### SUPPLIED MATERIAL:
[Start of Attachment]

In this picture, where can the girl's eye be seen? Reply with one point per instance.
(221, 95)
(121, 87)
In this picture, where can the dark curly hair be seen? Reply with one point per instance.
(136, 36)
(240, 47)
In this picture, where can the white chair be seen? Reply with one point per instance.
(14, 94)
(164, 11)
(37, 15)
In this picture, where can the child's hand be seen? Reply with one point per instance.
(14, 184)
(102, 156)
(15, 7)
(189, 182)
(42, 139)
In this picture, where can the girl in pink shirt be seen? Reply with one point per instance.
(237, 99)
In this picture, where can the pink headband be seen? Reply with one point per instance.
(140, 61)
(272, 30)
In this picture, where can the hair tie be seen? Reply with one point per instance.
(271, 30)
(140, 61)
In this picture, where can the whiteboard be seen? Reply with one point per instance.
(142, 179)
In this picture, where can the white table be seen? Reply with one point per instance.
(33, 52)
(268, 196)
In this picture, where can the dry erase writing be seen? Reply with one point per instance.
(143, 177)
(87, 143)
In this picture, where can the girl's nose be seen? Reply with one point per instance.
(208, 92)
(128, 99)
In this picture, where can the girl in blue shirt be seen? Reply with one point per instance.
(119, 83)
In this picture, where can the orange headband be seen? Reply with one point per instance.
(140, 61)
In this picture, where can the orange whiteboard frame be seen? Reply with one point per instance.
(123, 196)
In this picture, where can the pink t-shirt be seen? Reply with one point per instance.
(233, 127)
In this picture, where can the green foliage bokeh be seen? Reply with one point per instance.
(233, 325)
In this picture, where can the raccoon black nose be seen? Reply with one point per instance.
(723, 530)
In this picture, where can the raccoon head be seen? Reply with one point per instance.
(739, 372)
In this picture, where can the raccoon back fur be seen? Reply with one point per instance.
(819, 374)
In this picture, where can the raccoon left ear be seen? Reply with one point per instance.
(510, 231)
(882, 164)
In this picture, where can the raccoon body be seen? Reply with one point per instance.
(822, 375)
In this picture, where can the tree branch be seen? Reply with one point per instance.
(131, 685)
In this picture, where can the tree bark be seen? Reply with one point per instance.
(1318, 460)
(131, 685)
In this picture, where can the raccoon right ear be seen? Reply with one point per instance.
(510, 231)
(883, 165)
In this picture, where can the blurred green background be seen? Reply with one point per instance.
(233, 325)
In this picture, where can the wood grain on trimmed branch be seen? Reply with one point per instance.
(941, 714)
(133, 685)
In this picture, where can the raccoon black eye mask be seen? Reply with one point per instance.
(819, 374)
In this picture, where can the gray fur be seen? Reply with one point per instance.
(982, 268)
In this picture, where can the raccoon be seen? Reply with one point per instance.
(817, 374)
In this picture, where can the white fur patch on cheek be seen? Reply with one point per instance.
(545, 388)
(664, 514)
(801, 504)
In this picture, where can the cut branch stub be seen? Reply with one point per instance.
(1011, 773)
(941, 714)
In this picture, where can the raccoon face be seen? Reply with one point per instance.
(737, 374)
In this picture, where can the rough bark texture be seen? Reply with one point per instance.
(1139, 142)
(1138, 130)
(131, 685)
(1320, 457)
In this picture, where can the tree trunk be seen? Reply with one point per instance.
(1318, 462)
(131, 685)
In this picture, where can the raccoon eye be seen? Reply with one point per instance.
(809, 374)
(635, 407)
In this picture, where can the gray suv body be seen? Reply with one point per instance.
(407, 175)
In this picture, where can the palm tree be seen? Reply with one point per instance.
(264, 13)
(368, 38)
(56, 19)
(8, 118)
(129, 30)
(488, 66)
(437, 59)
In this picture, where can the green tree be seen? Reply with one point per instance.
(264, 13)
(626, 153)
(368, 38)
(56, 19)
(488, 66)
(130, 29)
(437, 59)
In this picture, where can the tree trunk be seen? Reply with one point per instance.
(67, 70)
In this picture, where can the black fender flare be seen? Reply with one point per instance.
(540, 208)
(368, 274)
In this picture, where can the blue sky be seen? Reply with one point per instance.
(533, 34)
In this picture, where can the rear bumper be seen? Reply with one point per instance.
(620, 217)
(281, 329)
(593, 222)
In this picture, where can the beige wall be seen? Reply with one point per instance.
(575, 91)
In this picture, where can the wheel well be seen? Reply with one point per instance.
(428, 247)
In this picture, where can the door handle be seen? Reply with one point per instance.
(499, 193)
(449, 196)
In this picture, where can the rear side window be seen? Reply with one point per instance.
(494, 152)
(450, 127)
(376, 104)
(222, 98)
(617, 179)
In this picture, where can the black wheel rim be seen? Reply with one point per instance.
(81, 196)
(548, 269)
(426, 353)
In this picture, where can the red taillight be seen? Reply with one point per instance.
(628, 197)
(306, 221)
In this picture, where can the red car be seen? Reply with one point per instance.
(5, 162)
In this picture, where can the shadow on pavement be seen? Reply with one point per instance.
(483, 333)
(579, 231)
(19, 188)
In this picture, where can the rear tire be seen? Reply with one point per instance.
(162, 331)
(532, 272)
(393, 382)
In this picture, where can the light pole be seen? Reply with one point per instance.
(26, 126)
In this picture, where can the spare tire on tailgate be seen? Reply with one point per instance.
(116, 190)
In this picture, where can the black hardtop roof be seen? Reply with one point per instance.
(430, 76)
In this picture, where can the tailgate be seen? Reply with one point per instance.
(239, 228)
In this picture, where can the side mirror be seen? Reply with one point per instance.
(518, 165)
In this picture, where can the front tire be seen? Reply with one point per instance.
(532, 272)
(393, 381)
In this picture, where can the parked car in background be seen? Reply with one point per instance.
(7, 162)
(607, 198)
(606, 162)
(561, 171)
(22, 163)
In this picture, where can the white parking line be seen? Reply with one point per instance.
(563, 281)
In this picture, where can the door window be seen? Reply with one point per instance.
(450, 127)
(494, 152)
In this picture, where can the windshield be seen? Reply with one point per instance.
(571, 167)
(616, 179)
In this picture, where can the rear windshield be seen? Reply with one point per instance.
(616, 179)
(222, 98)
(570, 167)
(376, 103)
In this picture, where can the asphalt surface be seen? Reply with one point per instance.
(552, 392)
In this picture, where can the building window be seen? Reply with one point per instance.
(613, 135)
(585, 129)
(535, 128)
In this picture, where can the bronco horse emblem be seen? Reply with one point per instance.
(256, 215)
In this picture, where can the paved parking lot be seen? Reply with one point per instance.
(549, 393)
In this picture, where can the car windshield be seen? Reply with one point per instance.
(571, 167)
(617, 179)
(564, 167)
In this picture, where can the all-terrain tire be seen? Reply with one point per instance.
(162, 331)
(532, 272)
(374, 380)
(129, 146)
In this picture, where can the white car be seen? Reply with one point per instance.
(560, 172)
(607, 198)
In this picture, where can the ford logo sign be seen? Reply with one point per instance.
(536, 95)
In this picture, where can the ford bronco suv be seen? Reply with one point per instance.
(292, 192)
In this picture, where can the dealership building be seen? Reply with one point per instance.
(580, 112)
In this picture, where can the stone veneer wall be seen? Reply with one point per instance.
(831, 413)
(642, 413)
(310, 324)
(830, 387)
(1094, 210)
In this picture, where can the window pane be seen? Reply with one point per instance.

[End of Attachment]

### EXERCISE:
Every record above must be printed again exactly.

### ANSWER AREA:
In this picture, where can the girl's eye be seen? Reply with one point per instance.
(221, 95)
(121, 87)
In this picture, where can the dark curly hair be seen? Reply with one point per instance.
(136, 36)
(240, 47)
In this picture, where can the white chair be seen? Reply with one point per instance.
(14, 94)
(164, 11)
(37, 15)
In this picture, where can the child's hand be seen? Reply with one point per instance.
(14, 184)
(102, 156)
(15, 7)
(189, 182)
(42, 139)
In this picture, where can the girl in pink shirt be seen? Reply with one point per instance.
(237, 99)
In this picture, where can the pink headband be seen? Reply with one point per instance.
(140, 61)
(272, 30)
In this picture, where can the hair tie be seen? Reply with one point per instance.
(271, 30)
(140, 61)
In this picture, where can the whiteboard be seen? Reply with one point per instance.
(142, 179)
In this picture, where can the white table be seen? Reply with one point per instance.
(33, 52)
(268, 196)
In this picture, where can the dry erase writing be seen? Reply with one point per instance.
(143, 177)
(87, 143)
In this picture, where can the girl's nose be seen? Reply with one point per instance.
(208, 92)
(128, 99)
In this picture, where can the girl in blue shirt be seen? Reply with one point per instance.
(119, 83)
In this picture, where can the orange headband be seen? Reply with one point per instance.
(140, 61)
In this picture, where can the orange whiteboard frame be seen? Reply with one point per instance.
(123, 196)
In this picture, where can the pink t-shirt be seen? Reply with one point per instance.
(233, 127)
In this picture, where can the green foliage bokeh be seen? Reply with one point per instance.
(233, 325)
In this picture, where can the raccoon black nose be seen? Reply with one point per instance.
(723, 530)
In this picture, where can the raccoon head be seen? Reply with one point per instance.
(739, 372)
In this picture, where can the raccoon back fur be seen? Reply with one point per instance.
(819, 374)
In this picture, where can the raccoon left ear be seen? Reply with one point per instance.
(510, 231)
(882, 164)
In this picture, where can the raccoon body be seen? Reply with one point per instance.
(822, 375)
In this picture, where can the tree branch be seen? Reply with one point per instance.
(131, 685)
In this picture, where can the tree bark be seen? Reply with one point per instance.
(1318, 460)
(131, 685)
In this picture, where can the raccoon right ear be seen? Reply with one point per instance.
(510, 231)
(883, 165)
In this picture, where can the blurred green background be seen? Reply with one point per instance.
(233, 325)
In this picture, where can the wood grain on trimmed branch be seen? Reply with one point per instance.
(941, 714)
(133, 685)
In this picture, where can the raccoon black eye mask be seen? Reply with one point per instance.
(819, 374)
In this picture, where can the gray fur be seen? Reply with one point per instance.
(982, 268)
In this picture, where can the raccoon be seen? Reply with one point per instance.
(817, 374)
In this picture, where can the white fur patch on cheek be seen? Reply with one point per instance.
(545, 388)
(664, 514)
(801, 504)
In this picture, where can the cut branch stub be seen? Reply with one point per instance.
(1011, 773)
(941, 714)
In this picture, where can the raccoon face be seen? Reply with one point per instance.
(737, 374)
In this picture, where can the rough bark texture be seen? Reply with one point per instance.
(1139, 142)
(1138, 130)
(131, 685)
(1320, 457)
In this picture, where can the tree trunk be seen? Reply with one point per instance.
(1318, 462)
(131, 685)
In this picture, where can the raccoon eye be seen? Reply with one point per instance.
(809, 374)
(635, 407)
In this picture, where can the gray suv body be seen? Reply with one point per instance.
(407, 175)
In this picture, where can the palm tree be seen? Reply with one point per instance.
(264, 13)
(368, 38)
(56, 19)
(8, 118)
(129, 30)
(488, 66)
(437, 59)
In this picture, where can the green tree be seen? Reply with one point per instance.
(264, 13)
(626, 153)
(368, 38)
(56, 19)
(488, 66)
(130, 29)
(437, 59)
In this picture, where can the tree trunk be seen? Reply with one point per instance.
(67, 70)
In this picture, where can the black fender flare be seen? Reply with one point per instance.
(540, 208)
(368, 274)
In this picture, where can the blue sky be seen? Reply with one point per instance.
(533, 34)
In this picture, where can the rear bumper be seen? Reply with one point per instance.
(620, 217)
(281, 329)
(593, 222)
In this picture, where can the beige wall be seen? Reply with one point per instance.
(575, 91)
In this picture, where can the wheel well be seen? Reply with one point per instance.
(428, 247)
In this picture, where can the door handle be seen? Reply with one point per instance.
(499, 193)
(449, 196)
In this picture, where can the rear side window be seen? Reply with one point per instance.
(494, 152)
(450, 127)
(376, 104)
(222, 98)
(617, 179)
In this picture, where can the black wheel rim be seen? Reply with one point per instance.
(81, 196)
(548, 269)
(426, 353)
In this picture, where can the red taillight be seen? Reply with one point per instance.
(628, 197)
(306, 221)
In this picture, where can the red car be seen? Reply with one point per instance.
(5, 162)
In this picture, where can the shadow on pavement be seen? Reply with one point per instance.
(483, 333)
(579, 231)
(19, 188)
In this picture, where can the rear tire be seen? Reply with one point per instance.
(162, 331)
(532, 272)
(393, 382)
In this picture, where can the light pole be seen? Reply with one point per instance.
(26, 126)
In this picture, where can the spare tire on tailgate be seen? Reply with one point per instance.
(116, 190)
In this picture, where can the black hardtop roof be seen? Reply with one point per instance.
(430, 76)
In this picture, where can the tailgate be seen? Reply with one point per instance.
(239, 228)
In this picture, where can the side mirror be seen? Reply with one point per instance.
(518, 165)
In this picture, where can the front tire be seen? Reply with one point per instance.
(532, 272)
(393, 381)
In this picture, where can the parked car in background be seen? Reply with one point per instance.
(7, 162)
(607, 198)
(606, 162)
(561, 171)
(22, 163)
In this picture, where can the white parking line be seen? Reply with one point per instance.
(563, 281)
In this picture, where can the door window be seen? Reply with one point per instance.
(450, 127)
(494, 152)
In this picture, where can the windshield be seen? Reply with one point per instance.
(571, 167)
(616, 179)
In this picture, where can the rear windshield be seen? Reply with one point per instance.
(616, 179)
(222, 98)
(570, 167)
(376, 103)
In this picture, where can the asphalt surface be seen? Reply with one point per instance.
(552, 392)
In this picture, where can the building window be seen? Reply with one point per instance.
(613, 135)
(585, 129)
(535, 128)
In this picture, where can the bronco horse emblem be seen? Reply with one point per instance.
(256, 215)
In this picture, where can the paved parking lot be seen? Reply with one point per instance.
(549, 393)
In this picture, where can the car windshield be seen? Reply with one point per instance.
(571, 167)
(617, 179)
(564, 167)
In this picture, where can the all-terrain tire be seen? Reply with one point per instance.
(162, 331)
(532, 272)
(374, 380)
(129, 146)
In this picture, where can the white car be seen? Reply with one point per instance.
(560, 172)
(607, 198)
In this picture, where can the ford logo sign be seen? Reply with one point per instance.
(536, 95)
In this picture, where can the ford bronco suv be seen? Reply with one point per instance.
(292, 192)
In this picture, where can the dealership building be seen? Reply with one point per instance.
(580, 112)
In this picture, where can the stone veneer wall be seen? Reply with one point per instance.
(831, 413)
(642, 413)
(310, 324)
(830, 387)
(1094, 210)
In this picture, where can the window pane be seen? Reply with one point per instance.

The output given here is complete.